▶ _Given task_
Write out the material below word for word and symbol for symbol, keeping every line unchanged.

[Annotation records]
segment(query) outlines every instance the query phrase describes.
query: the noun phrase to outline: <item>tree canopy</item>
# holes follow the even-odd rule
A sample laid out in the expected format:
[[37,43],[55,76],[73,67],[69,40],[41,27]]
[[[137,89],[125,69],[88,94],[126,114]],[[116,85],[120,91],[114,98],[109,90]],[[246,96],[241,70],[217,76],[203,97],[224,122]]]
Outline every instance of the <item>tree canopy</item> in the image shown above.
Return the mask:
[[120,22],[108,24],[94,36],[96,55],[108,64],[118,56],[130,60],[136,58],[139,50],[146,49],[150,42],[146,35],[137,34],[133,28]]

▶ _Expected answer_
segment(query) outlines every instance the query phrase describes.
query: the noun phrase to outline: <item>tree canopy</item>
# holes follow the even-odd rule
A sample laid out in the expected format:
[[37,43],[55,76],[73,67],[69,40],[41,27]]
[[[137,89],[125,69],[88,94],[126,114]],[[116,85],[120,91],[114,98],[109,90]],[[246,96],[241,70],[217,76],[203,97],[224,122]]]
Outline every instance of the <item>tree canopy</item> in the image shown above.
Return the mask:
[[120,22],[108,24],[94,36],[96,55],[108,64],[118,56],[130,60],[136,58],[139,50],[146,49],[150,42],[146,35],[137,34],[133,28]]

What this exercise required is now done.